THE TASK
Rewrite the lines of every entry below, substituting "mushroom cap" for "mushroom stem" and changing nothing else. Leave the pictures out of your answer.

DATASET
— start —

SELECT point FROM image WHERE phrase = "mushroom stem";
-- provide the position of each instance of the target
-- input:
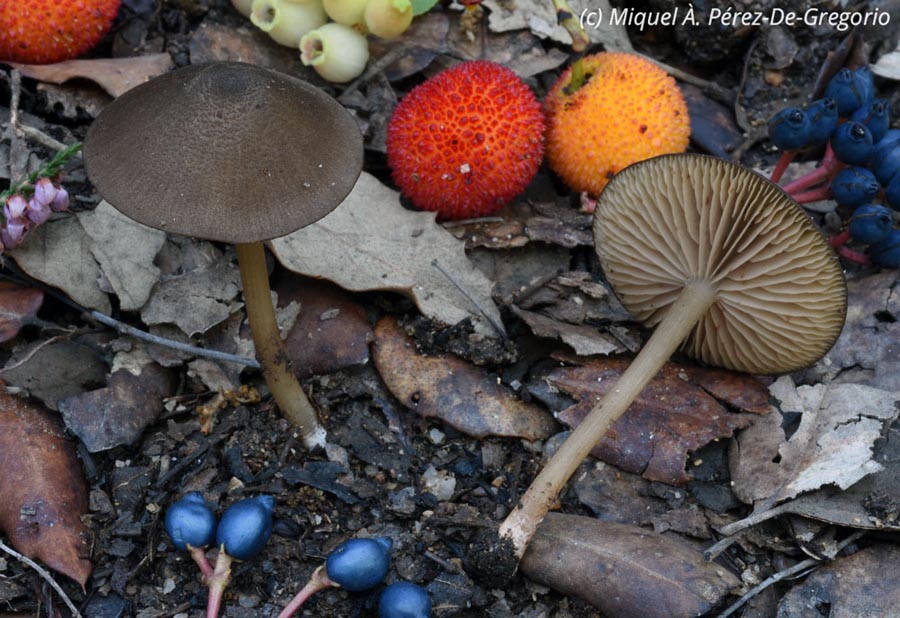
(276, 369)
(681, 318)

— end —

REPLY
SELECT point FROM image WHERE phrase = "mushroom cap";
-- provide the position of each instance of the target
-- input:
(276, 369)
(681, 318)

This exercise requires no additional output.